> _Direction_: Which lines in the items below contain the string "floss"? Gather every one of them and copy each line out in full.

> _Data excerpts_:

* * *

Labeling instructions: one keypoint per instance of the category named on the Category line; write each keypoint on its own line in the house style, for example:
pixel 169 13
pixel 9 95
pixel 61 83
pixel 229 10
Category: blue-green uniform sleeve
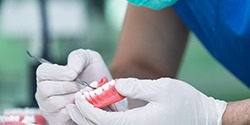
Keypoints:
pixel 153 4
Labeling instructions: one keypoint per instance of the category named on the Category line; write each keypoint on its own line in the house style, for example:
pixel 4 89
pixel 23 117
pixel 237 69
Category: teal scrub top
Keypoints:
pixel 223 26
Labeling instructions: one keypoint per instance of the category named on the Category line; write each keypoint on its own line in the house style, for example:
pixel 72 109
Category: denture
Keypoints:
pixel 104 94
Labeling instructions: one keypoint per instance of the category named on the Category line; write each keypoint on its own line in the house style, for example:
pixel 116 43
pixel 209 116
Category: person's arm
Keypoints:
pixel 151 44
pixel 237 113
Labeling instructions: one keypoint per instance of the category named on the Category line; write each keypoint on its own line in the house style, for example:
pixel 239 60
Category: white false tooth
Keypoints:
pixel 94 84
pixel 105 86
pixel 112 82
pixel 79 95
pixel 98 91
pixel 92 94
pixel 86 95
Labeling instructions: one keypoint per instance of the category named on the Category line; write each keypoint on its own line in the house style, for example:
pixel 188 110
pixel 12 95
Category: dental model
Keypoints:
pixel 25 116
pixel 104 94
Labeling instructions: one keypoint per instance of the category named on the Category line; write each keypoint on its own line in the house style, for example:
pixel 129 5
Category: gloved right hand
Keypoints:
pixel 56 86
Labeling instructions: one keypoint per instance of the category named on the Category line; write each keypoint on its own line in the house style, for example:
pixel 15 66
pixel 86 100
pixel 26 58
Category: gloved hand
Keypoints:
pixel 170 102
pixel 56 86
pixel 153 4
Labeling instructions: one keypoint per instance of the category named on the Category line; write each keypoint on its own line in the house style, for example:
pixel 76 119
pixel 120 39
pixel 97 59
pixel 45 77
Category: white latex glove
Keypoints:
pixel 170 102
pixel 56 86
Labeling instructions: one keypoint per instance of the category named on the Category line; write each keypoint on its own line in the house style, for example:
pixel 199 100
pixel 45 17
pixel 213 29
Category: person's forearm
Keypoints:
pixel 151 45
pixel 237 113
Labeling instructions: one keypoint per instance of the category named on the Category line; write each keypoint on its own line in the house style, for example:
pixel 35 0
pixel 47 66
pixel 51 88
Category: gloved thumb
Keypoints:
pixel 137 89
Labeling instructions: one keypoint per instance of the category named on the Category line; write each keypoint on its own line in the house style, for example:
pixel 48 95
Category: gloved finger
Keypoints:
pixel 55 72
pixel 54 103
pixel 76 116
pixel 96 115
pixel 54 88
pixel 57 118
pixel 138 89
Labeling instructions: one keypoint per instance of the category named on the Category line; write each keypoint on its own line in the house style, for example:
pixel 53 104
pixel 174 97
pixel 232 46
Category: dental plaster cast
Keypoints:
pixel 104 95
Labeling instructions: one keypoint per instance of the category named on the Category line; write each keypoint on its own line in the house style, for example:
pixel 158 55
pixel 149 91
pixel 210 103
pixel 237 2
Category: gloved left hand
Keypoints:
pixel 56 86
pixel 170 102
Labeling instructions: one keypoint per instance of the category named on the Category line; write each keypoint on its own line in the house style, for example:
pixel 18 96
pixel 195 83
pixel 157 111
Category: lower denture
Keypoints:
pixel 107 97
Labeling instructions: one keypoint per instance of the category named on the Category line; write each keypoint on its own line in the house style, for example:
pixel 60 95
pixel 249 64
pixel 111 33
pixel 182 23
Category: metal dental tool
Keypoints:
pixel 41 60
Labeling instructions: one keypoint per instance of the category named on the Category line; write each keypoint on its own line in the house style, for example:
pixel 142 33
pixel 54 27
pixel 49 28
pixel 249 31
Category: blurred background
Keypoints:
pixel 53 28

* * *

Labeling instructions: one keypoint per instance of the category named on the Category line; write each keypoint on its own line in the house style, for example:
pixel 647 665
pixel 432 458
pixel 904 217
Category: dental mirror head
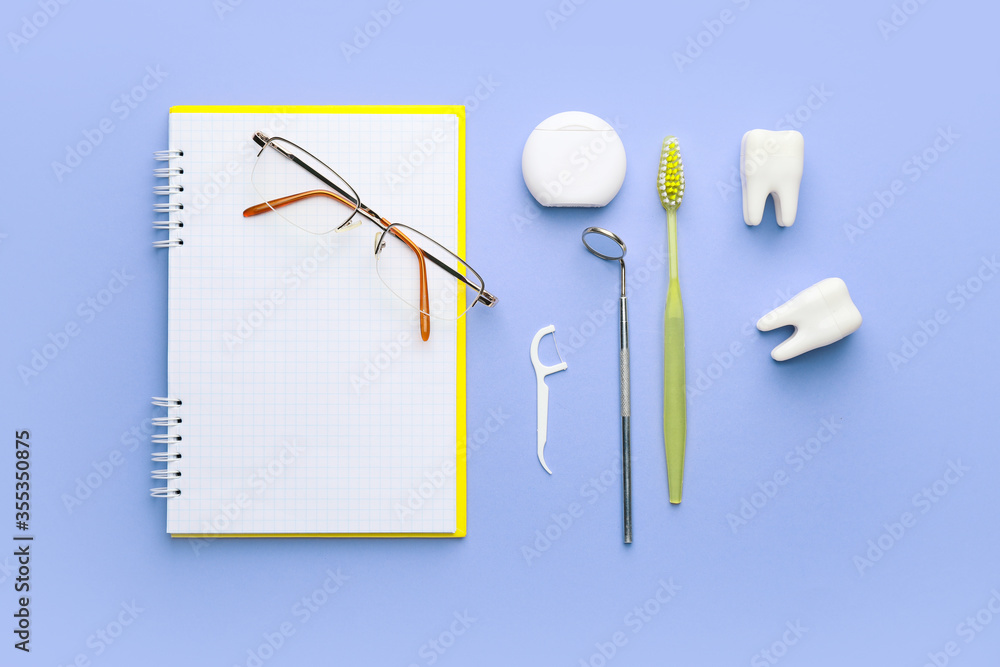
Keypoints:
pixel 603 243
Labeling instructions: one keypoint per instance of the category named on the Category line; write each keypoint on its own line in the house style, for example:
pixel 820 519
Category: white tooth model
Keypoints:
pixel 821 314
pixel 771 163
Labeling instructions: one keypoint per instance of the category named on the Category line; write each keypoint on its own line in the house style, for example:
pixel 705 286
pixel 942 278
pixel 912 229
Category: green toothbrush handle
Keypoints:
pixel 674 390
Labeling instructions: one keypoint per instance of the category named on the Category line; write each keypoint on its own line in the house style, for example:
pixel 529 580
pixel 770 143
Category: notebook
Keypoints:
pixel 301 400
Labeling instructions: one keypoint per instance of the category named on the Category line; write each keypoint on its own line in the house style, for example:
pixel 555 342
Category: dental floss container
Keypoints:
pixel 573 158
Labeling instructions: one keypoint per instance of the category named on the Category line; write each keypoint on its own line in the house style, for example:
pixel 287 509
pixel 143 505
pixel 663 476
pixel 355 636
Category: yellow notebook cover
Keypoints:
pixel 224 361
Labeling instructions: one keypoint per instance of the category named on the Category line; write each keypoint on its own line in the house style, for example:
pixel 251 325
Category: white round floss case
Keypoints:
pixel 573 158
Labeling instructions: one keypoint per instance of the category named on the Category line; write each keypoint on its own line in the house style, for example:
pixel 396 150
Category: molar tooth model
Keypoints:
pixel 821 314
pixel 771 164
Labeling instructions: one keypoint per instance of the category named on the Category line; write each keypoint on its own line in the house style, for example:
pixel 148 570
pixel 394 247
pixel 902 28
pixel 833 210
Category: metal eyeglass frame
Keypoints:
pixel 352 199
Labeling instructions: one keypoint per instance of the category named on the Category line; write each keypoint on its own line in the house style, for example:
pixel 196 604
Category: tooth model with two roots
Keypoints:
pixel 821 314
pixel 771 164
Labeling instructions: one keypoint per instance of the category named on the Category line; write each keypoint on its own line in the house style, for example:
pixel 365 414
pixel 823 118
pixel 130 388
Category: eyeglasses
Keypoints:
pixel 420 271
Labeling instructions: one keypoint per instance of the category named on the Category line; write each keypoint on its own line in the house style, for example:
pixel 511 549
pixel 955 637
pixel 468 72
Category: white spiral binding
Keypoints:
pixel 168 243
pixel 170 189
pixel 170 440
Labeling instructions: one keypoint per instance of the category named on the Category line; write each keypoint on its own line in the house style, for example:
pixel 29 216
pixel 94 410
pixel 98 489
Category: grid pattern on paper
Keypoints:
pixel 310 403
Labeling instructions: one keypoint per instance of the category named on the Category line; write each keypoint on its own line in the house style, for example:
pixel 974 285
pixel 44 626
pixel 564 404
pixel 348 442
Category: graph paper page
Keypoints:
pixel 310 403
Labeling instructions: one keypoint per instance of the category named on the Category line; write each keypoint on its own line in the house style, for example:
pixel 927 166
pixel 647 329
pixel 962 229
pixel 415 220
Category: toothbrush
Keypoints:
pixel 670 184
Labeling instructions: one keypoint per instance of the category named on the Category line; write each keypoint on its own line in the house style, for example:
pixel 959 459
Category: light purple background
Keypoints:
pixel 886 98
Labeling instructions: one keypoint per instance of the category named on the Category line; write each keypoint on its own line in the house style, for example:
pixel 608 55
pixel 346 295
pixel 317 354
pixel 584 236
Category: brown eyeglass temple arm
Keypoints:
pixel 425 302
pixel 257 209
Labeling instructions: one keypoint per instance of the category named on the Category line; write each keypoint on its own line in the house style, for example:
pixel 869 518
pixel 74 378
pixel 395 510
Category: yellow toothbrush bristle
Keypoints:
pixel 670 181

* * *

> _In response_:
Category: dental floss container
Category: white round floss case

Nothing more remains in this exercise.